Exercise aim: Please state what share of states that completed the most recent State of the States survey, according to the gifted education interview, said the underrepresentation of students from underserved populations was an important or very important issue.

Inside IES Research

Notes from NCER & NCSER

Inequity Persists in Gifted Programs

The National Center for Research on Gifted Education (NCRGE) at the University of Connecticut, in Phase I of a rigorous research agenda, examined how academically-gifted students are identified and served in three states in order to provide systematic information for the field. The research team focused especially on the representation of historically underserved groups in gifted education.

NCER recently spoke with the Center’s Principal Investigator, Del Siegle, a nationally-recognized expert on gifted education. 

What is the biggest challenge facing gifted educators today?

Unfortunately, many of our nation’s brightest students from underserved populations (e.g., Black, Hispanic, English Learner, and/or free and reduced-price lunch eligible) are not being identified as gifted and do not receive gifted education services. About 80% of states that completed the most recent National Association for Gifted Children’s State of the States survey indicated that underrepresentation of students from underserved populations was an important or very important issue in their state.

Collected data:
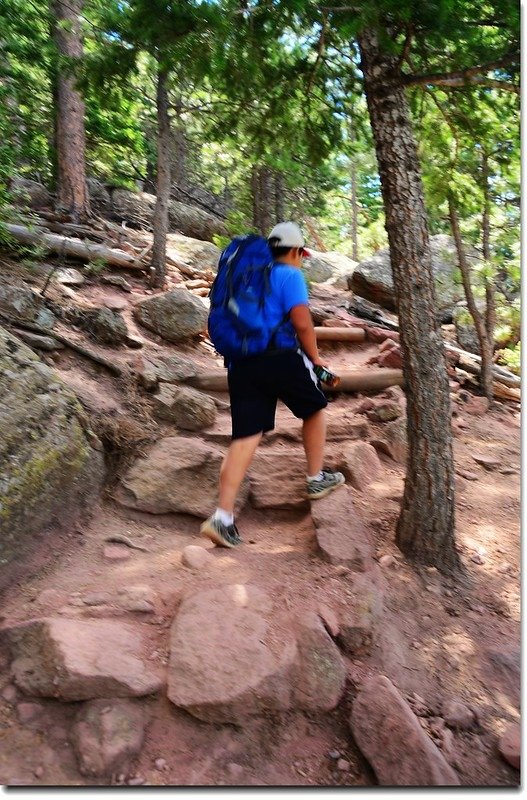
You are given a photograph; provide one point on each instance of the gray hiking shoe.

Answer to the problem: About 80% of those states.